TASK ->
Please pick up the forum thread on nested .gitignore files below at the point where it stops, and continue writing it.

--- begin EXTRACTED TEXT ---

Home > Enterprise >  Nested .gitignore files -- difference between /folder/* and !folder/
Nested .gitignore files -- difference between /folder/* and !folder/

Time:11-25

I have the folder structure thus

project/
       ----A/
            ----B/
                 -1.txt
                 -2.txt
                 -.gitignore [ content is: (Line1) * (Line2) !1.txt ]
            -.gitignore [ content is: (Line1) /B/* ]
       -.gitignore [ content is: (Line1) /A/*
.git/
-.gitignore [content is: (Line1) /project/*]

The above does not track 1.txt nor does it track 2.txt

My understanding of project/.gitignore which contains:

/A/* 

was:

Ignore everything under folder A/ except for exceptions you may encounter in deeper .gitignores in subfolders, for instance, due to, say project/A/B/.gitignore which is:

*
!1.txt

that force you to track 1.txt. That was also my interpretation of project/A/.gitignore which is:

/B/*

That is, ignore everything under folder B/ except for exceptions you may encounter in deeper .gitignores in subfolders, for instance, due to, say project/A/B/.gitignore.

Since in the example above neither 1.txt nor 2.txt are tracked, I am unclear what the right interpretation of /A/* and /B/* mean in the context above.

Everything else being the same, the following change to project/.gitignore of:

!A/

tracks 1.txt while not tracking 2.txt.

I would like to understand clearly why /A/* does not work while !A/ works in this case.

CodePudding user response:

The information you provide alone is not enough to reproduce your setup :

running the following script :

#!/bin/bash

rm -rf /tmp/testrepo
mkdir -p /tmp/testrepo
cd /tmp/testrepo

git init

mkdir -p project/A/B

touch project/A/B/1.txt project/A/B/2.txt

check_ignore () {
        local path=$1
        echo "--- checking $path:"

--- end EXTRACTED TEXT ---
--- begin DATASET SECTION ---

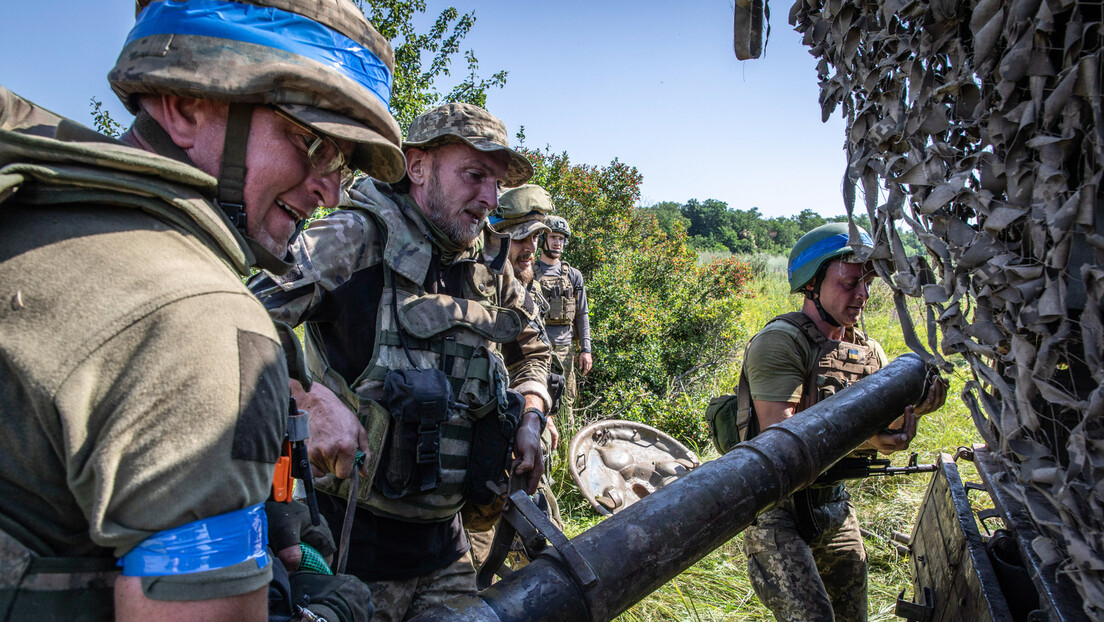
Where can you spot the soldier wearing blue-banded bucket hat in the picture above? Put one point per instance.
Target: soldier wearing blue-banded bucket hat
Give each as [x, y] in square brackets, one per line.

--- end DATASET SECTION ---

ANSWER ->
        git check-ignore -v "$path"
}

echo "# with initial .gitignore files:"

check_ignore project/A
check_ignore project/A/B
check_ignore project/A/B/1.txt
check_ignore project/A/B/2.txt

echo "!A/" >> project/.gitignore

echo
echo "# after adding '!A/' in project/.gitignore:"

check_ignore project/A
check_ignore project/A/B       # that directory is still gitignored
                               # by the '/A/*' gitignore rule
check_ignore project/A/B/1.txt # so its content is not inspected
check_ignore project/A/B/2.txt

I have directory B (in project/A/B) completely ignored, which makes that neither 1.txt nor 2.txt is tracked.


If an ignore rule matches a directory, then git will not descend into that directory at all and no inner .gitignore file can act on what is tracked within it.

So, in your case :

  • the /A/* rule will not ignore directory /A/ : git will inspect its content, and possibly apply rules described in /A/.gitignore,
  • if however no rule counters the /A/* for A/B, then B/ will be completely ignored, and neither B/1.txt nor B/2.txt will be tracked.

Such a rule can be :

  • a !B/ rule in project/A/.gitignore
  • or a !A/B rule in project/.gitignore

Your sentence should be adjusted :

a /A/* pattern allows you to unignore files and folders one level down (in A/.gitignore), but .gitignore files at deeper levels will not have an impact on their own.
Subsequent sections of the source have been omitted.